[BEGIN Page excerpt]

Thursday, 9 December 2010


He was a Canadian, born in Revelstoke, British Columbia on 14th March 1915 to English immigrant parents. After his parents separated he was brought up by family members in both Canada and England. He was educated in Warwickshire, England but later enrolled on an agriculture course at the University of Manitoba, graduating in 1935. That same year he enrolled in the Royal Air Force and was a member of the RAF Guard of Honour at the Cenotaph in London on 11th November 1935.

He trained as a navigator and a wireless operator/air gunner and flew in Bristol Blenheims and Vickers Wellingtons. At the outbreak of war he was training student navigators but he transferred to 304 Squadron in November 1940 as a member of one of the British liaison crews.

He was the only survivor of the crash of Wellington R1473, shot down by flak on a mission to bomb Bremen on 9th May 1941. He became a Prisoner of War and was interned in Camps 18A and 357 amongst others in Germany, Poland and East Prussia.

[END Page excerpt]
[BEGIN Material shown]

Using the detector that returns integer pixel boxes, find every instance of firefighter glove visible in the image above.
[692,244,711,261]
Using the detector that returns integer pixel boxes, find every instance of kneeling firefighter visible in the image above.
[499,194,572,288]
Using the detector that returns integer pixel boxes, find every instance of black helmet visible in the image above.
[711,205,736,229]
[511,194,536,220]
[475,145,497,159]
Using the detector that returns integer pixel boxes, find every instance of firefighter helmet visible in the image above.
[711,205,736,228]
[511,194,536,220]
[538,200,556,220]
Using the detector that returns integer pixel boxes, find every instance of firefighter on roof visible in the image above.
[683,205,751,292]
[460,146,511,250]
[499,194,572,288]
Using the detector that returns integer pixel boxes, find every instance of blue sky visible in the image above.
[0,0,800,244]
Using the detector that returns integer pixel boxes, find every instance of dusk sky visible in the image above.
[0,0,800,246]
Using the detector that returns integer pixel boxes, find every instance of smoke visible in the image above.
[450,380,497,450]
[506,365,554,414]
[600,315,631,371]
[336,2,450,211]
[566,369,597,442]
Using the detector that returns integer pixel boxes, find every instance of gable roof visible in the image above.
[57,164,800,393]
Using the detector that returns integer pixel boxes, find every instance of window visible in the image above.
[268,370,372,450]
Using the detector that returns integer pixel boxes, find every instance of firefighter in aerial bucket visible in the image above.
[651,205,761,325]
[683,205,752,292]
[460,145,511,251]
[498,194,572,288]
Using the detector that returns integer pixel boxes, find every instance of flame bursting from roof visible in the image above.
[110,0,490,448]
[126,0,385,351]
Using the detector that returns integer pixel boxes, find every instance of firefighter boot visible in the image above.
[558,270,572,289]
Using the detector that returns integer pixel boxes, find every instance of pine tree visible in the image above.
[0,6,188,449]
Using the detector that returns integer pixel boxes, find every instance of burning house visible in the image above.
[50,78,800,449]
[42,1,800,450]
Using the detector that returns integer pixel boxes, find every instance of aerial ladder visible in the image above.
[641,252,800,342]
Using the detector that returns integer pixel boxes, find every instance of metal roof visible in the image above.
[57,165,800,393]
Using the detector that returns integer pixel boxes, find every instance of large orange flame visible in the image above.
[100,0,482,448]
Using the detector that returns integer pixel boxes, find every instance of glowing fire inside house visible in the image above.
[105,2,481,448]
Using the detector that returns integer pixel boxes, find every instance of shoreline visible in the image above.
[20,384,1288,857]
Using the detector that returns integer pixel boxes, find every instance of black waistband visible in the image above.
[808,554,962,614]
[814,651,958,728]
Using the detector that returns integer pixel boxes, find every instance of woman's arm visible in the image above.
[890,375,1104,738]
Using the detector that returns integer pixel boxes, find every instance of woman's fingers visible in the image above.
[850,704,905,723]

[END Material shown]

**What needs to be done:** Write out the stretch of the biography from "He was the only" through "and East Prussia.". The items are separate material and have no connection to the biography.

**Correct output:**
He was the only survivor of the crash of Wellington R1473, shot down by flak on a mission to bomb Bremen on 9th May 1941. He became a Prisoner of War and was interned in Camps 18A and 357 amongst others in Germany, Poland and East Prussia.